How to complete this task :: For each line of the data below, copy it if it holds the word "gown".

The records ::
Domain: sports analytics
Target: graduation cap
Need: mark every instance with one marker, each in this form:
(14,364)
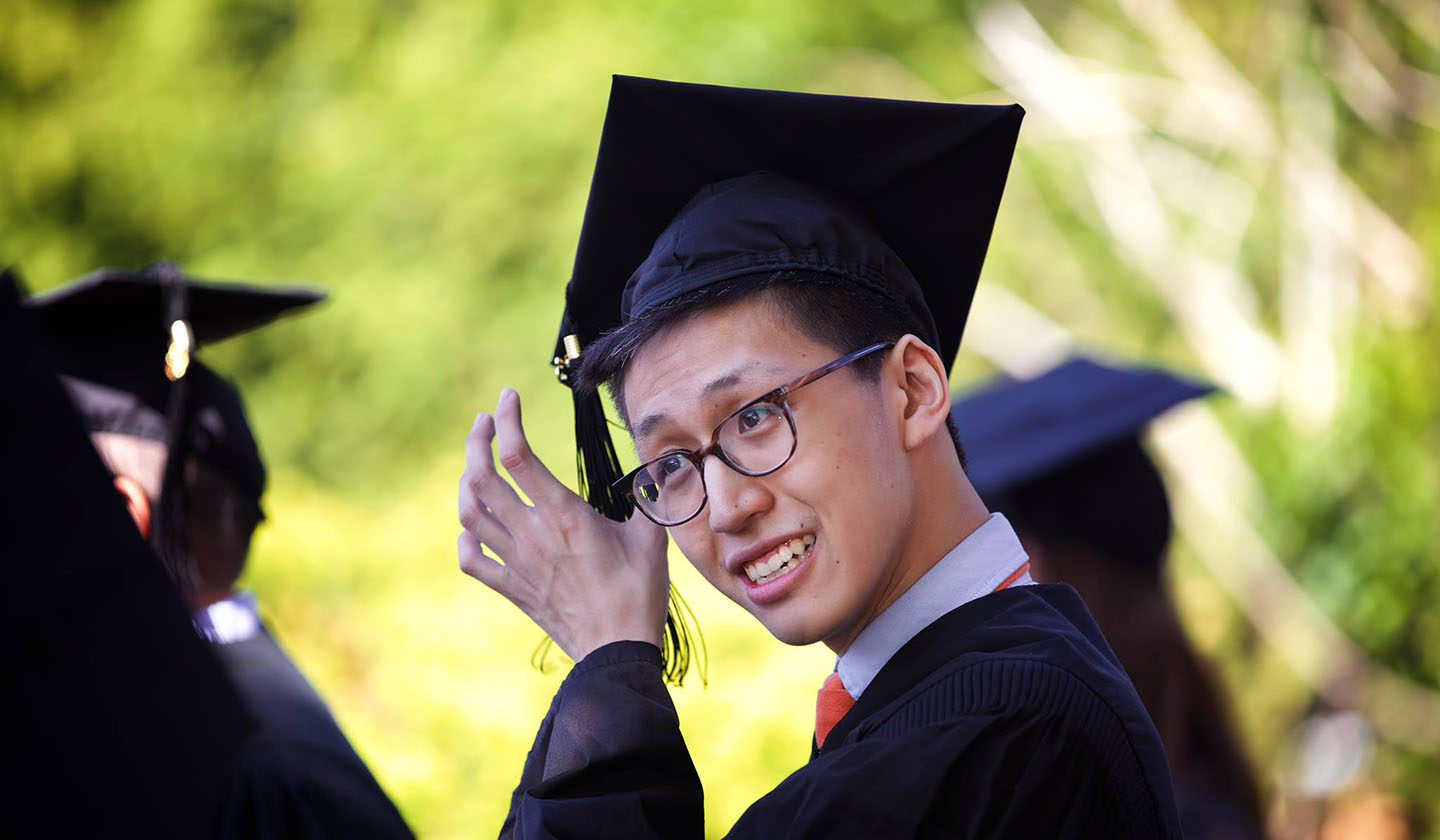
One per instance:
(1060,456)
(1018,430)
(126,342)
(696,185)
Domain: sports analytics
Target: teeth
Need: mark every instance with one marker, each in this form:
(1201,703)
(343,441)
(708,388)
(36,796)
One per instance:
(784,559)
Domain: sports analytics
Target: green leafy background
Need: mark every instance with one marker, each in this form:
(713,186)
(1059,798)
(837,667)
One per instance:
(428,163)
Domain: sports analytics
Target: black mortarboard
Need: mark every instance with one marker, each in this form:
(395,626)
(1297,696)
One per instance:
(124,343)
(1015,430)
(696,185)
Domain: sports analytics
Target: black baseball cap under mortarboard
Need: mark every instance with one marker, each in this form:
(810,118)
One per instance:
(1018,430)
(124,343)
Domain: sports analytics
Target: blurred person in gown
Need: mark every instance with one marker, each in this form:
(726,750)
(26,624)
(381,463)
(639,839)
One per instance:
(182,458)
(1062,457)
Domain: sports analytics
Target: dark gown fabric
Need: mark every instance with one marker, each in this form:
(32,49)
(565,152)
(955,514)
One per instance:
(118,719)
(297,728)
(1005,718)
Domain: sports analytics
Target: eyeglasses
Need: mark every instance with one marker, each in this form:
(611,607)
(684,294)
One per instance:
(756,440)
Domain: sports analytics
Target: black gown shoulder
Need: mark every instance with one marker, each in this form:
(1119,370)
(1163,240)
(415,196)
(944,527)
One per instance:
(1008,716)
(300,777)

Result for this task ::
Target: blurred person in gown
Target: dark gown fabric
Target: black gown shoulder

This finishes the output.